[Opening AVAILABLE RECORDS section]

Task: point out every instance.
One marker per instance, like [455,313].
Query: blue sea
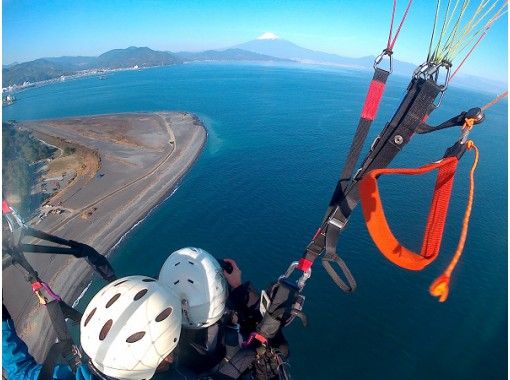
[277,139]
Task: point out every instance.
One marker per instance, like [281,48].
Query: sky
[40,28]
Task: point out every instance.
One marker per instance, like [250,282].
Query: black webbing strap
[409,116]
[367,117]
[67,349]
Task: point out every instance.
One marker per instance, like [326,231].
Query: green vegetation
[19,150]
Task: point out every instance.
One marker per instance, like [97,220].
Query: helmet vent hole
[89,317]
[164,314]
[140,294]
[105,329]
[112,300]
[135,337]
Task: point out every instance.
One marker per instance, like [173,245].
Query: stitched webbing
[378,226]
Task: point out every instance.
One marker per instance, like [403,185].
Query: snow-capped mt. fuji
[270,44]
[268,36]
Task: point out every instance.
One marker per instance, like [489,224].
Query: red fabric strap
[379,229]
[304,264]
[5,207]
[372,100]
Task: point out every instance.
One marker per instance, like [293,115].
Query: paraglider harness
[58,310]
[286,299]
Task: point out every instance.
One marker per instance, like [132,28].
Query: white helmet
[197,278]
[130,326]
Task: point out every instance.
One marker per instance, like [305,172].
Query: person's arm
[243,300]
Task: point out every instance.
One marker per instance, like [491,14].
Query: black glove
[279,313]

[Closing AVAILABLE RECORDS section]
[Opening AVAILABLE RECORDS section]

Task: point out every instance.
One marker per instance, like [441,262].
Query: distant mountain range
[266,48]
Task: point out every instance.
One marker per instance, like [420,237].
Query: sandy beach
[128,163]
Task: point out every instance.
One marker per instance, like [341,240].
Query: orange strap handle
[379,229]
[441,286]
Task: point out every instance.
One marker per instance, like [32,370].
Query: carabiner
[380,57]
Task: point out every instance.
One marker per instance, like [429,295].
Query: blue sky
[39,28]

[Closing AVAILABLE RECORDS section]

### [AIM OF THE EXERCISE]
Please reproduce exactly the lines in the listing above from the one containing "One marker per instance, like [173,245]." through the one containing "One marker per instance, like [489,224].", both included, and nothing more.

### [RESPONSE BOX]
One marker per instance, like [173,245].
Query: stitched webbing
[378,226]
Task: point out every instance.
One marker per instance, like [403,185].
Query: snow-capped mt. fuji
[270,44]
[268,36]
Task: point out every instance.
One marker per instance, like [489,224].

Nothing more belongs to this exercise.